# EXERCISE DIRECTIONS:
Exclude the pictures and repeat all of the data exactly.

------ DATASET EXTRACT

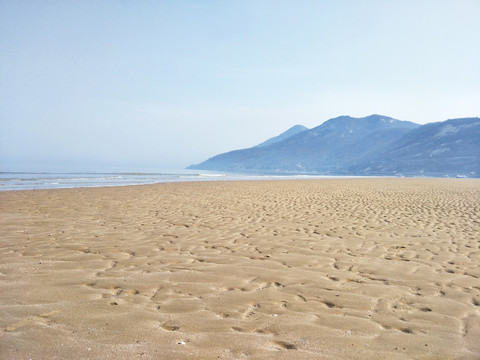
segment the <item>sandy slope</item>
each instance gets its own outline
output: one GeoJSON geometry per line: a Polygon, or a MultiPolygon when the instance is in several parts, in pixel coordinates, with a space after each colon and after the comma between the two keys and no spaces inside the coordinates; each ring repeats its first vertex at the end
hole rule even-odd
{"type": "Polygon", "coordinates": [[[0,193],[0,358],[479,359],[480,181],[0,193]]]}

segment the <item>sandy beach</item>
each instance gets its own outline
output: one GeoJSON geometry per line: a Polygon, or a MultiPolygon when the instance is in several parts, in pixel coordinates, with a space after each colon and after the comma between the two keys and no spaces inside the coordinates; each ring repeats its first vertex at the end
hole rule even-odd
{"type": "Polygon", "coordinates": [[[479,359],[480,180],[0,193],[2,359],[479,359]]]}

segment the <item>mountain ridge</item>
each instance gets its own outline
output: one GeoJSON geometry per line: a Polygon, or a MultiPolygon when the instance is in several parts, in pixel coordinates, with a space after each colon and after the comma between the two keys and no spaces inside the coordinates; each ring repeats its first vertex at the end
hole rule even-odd
{"type": "Polygon", "coordinates": [[[283,139],[259,144],[267,146],[219,154],[188,168],[322,175],[480,174],[479,118],[419,125],[378,114],[342,115],[312,129],[290,135],[289,130],[281,134],[286,134],[283,139]]]}
{"type": "Polygon", "coordinates": [[[265,140],[264,142],[254,146],[254,147],[270,146],[270,145],[273,145],[277,142],[283,141],[283,140],[289,138],[290,136],[296,135],[296,134],[298,134],[302,131],[305,131],[305,130],[308,130],[308,128],[303,126],[303,125],[294,125],[291,128],[289,128],[287,131],[284,131],[283,133],[281,133],[280,135],[275,136],[273,138],[270,138],[268,140],[265,140]]]}

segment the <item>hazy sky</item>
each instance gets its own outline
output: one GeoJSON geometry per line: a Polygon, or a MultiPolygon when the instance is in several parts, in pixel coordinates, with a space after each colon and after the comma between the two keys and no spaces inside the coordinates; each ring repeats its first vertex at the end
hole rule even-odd
{"type": "Polygon", "coordinates": [[[480,116],[480,0],[0,0],[0,170],[182,168],[295,124],[480,116]]]}

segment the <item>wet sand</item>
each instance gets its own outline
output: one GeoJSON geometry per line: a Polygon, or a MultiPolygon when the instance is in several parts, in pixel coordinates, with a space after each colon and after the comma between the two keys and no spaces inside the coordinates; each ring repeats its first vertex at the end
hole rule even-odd
{"type": "Polygon", "coordinates": [[[0,193],[2,359],[479,359],[480,181],[0,193]]]}

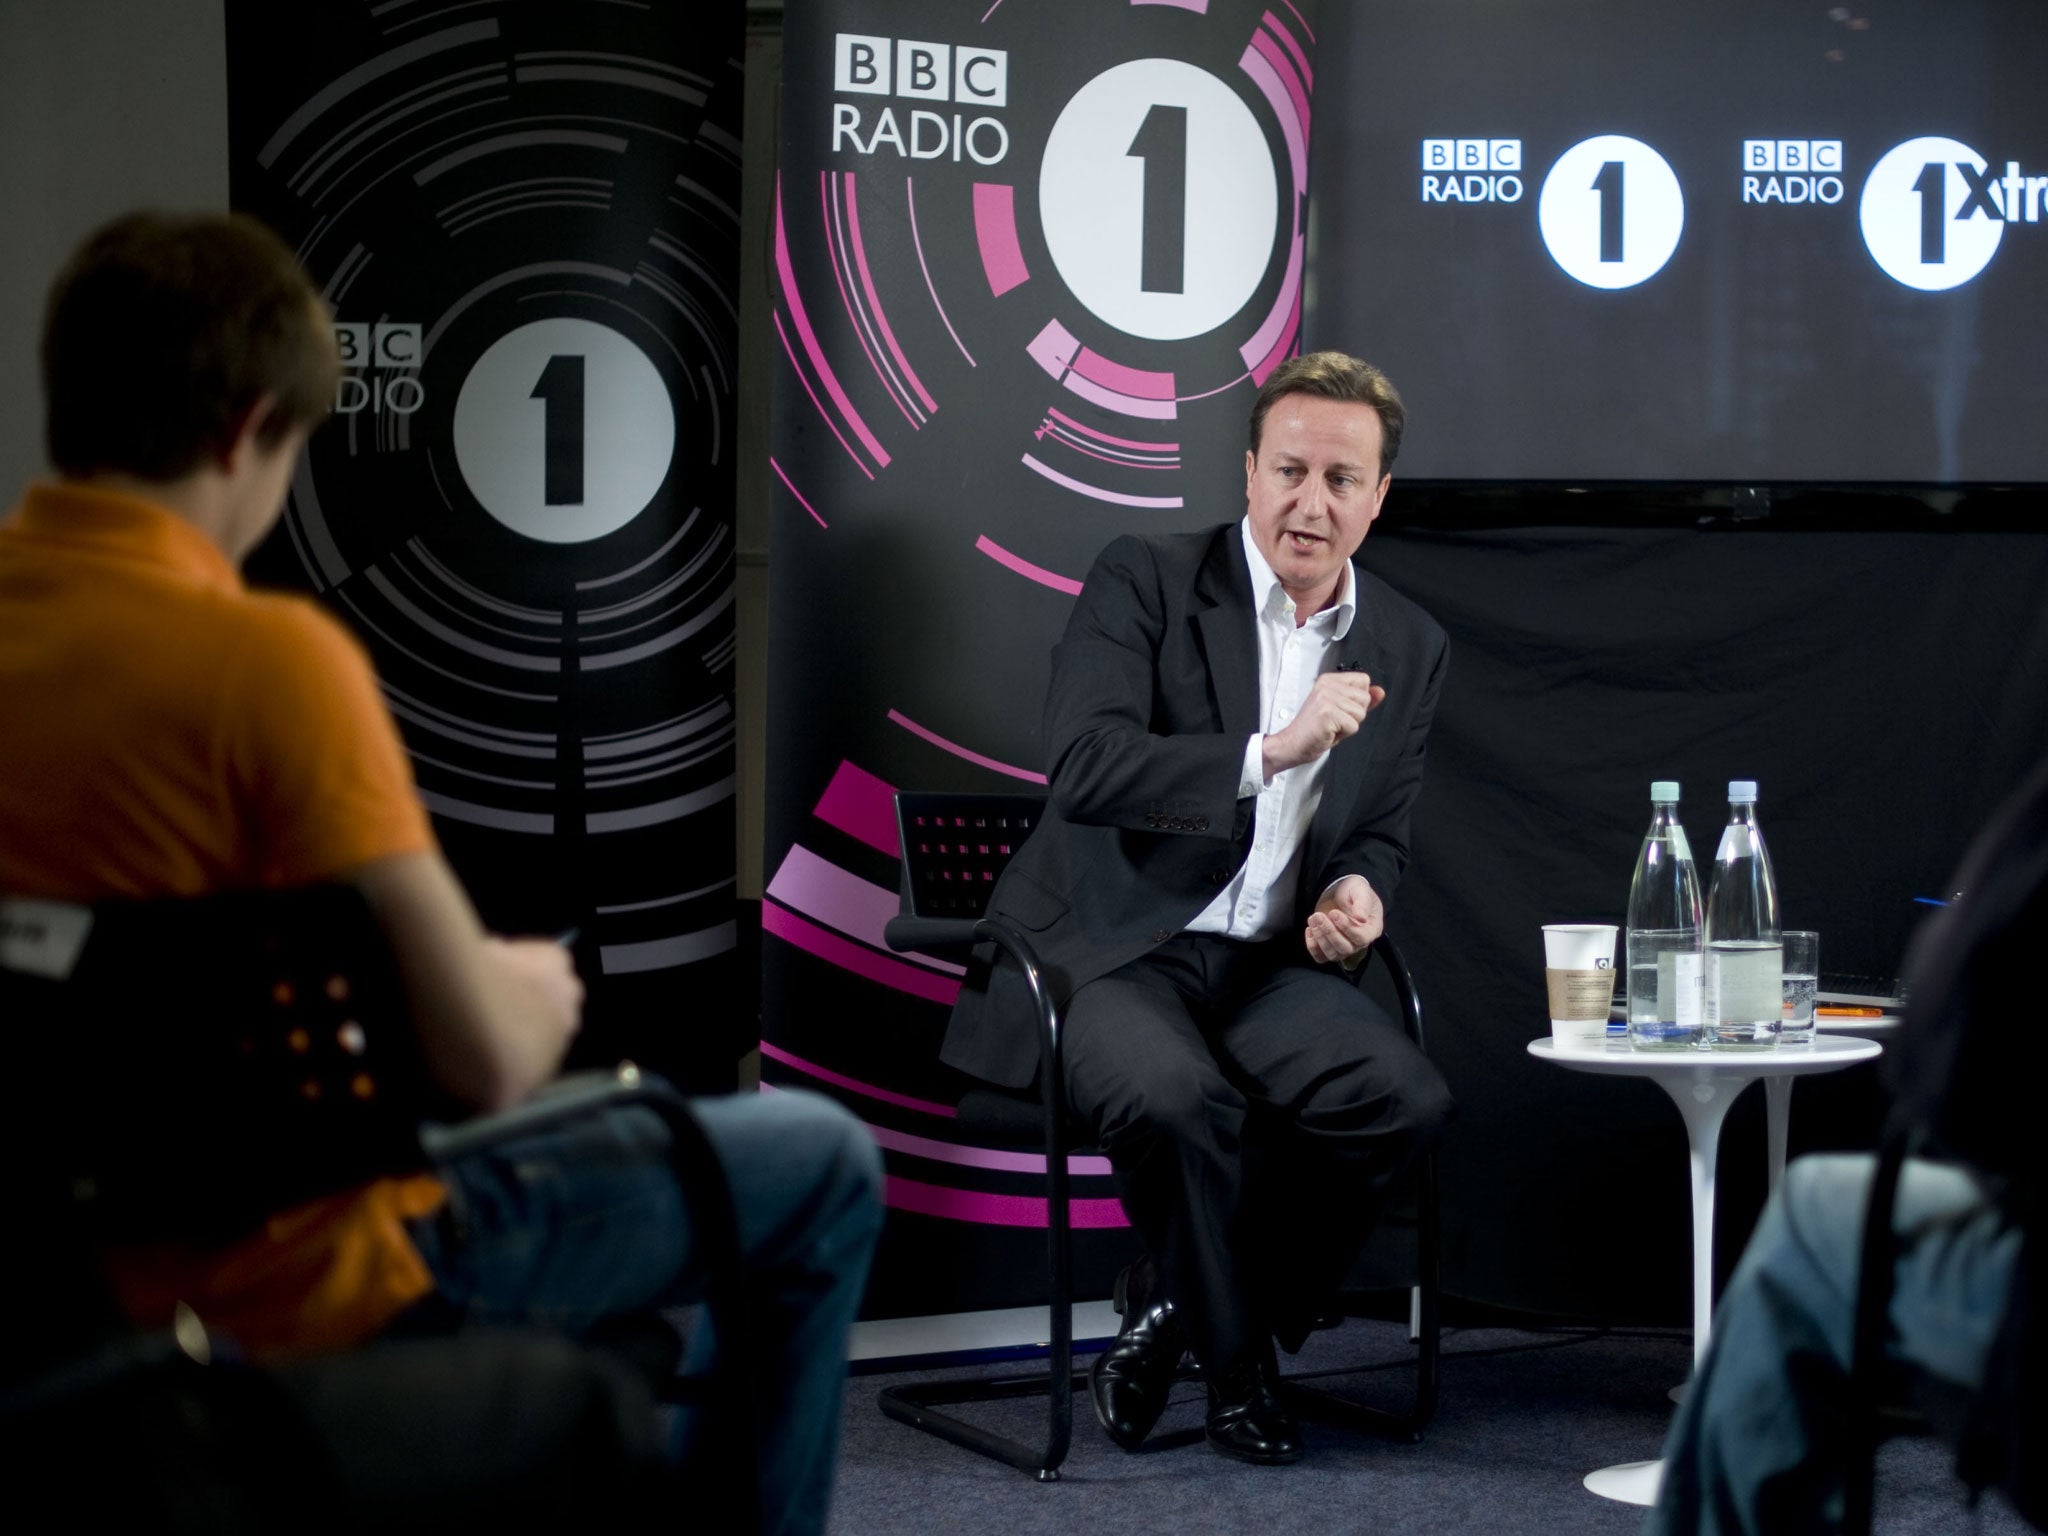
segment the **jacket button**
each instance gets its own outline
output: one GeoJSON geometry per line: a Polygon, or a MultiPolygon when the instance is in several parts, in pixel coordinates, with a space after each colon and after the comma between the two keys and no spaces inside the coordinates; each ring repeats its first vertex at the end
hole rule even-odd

------------

# RESPONSE AREA:
segment the <item>sandy slope</item>
each instance gets its own outline
output: one GeoJSON geometry per line: a Polygon, or a MultiPolygon when the instance is in several parts, in pixel coordinates, with a space after each colon and after the comma between the two keys and no spaces inside the coordinates; each ring repeats its first vertex at the end
hole rule even-odd
{"type": "Polygon", "coordinates": [[[0,193],[0,358],[479,359],[480,181],[0,193]]]}

segment the <item>sandy beach</item>
each instance gets its own outline
output: one GeoJSON geometry per line: a Polygon, or a MultiPolygon when the instance is in several parts, in pixel coordinates, with a space after each colon and after the comma between the two keys and no spaces inside the coordinates; each ring repeats its first vertex at the end
hole rule even-odd
{"type": "Polygon", "coordinates": [[[479,359],[480,180],[0,193],[2,359],[479,359]]]}

segment the <item>mountain ridge</item>
each instance gets its own outline
output: one GeoJSON geometry per line: a Polygon, or a MultiPolygon when the instance is in several parts, in pixel coordinates, with a space after each colon and after the comma between the two keys and no spaces inside the coordinates; each ring repeats its first vertex at the end
hole rule even-odd
{"type": "Polygon", "coordinates": [[[283,139],[259,144],[267,146],[219,154],[188,168],[322,175],[480,174],[479,118],[419,125],[378,114],[342,115],[312,129],[290,135],[289,130],[281,134],[286,134],[283,139]]]}
{"type": "Polygon", "coordinates": [[[265,140],[264,142],[254,146],[254,147],[270,146],[270,145],[273,145],[277,142],[283,141],[283,140],[289,138],[290,136],[296,135],[296,134],[298,134],[302,131],[305,131],[305,130],[308,130],[308,128],[303,126],[303,125],[294,125],[291,128],[289,128],[287,131],[284,131],[283,133],[281,133],[280,135],[275,136],[273,138],[270,138],[268,140],[265,140]]]}

segment the <item>hazy sky</item>
each instance gets its own outline
output: one GeoJSON geometry per line: a Polygon, or a MultiPolygon when the instance is in several parts, in pixel coordinates, with a space after each colon and after the comma between the two keys and no spaces inside the coordinates; each ring repeats its first vertex at the end
hole rule even-odd
{"type": "Polygon", "coordinates": [[[480,116],[480,0],[0,0],[0,170],[182,168],[295,124],[480,116]]]}

segment the <item>wet sand</item>
each instance gets its own outline
output: one GeoJSON geometry per line: a Polygon, or a MultiPolygon when the instance is in several parts, in pixel coordinates, with a space after each colon and after the comma between the two keys and no spaces inside the coordinates; each ring repeats its first vertex at the end
hole rule even-odd
{"type": "Polygon", "coordinates": [[[0,193],[2,359],[479,359],[480,181],[0,193]]]}

segment the **jacket button**
each instance gets its own outline
output: one GeoJSON geometry per line: a Polygon, or a MultiPolygon when the instance is in several parts, in pixel coordinates, with a space after each colon and after the comma between the two keys and no spaces inside the coordinates; each ring repeats its first vertex at the end
hole rule even-odd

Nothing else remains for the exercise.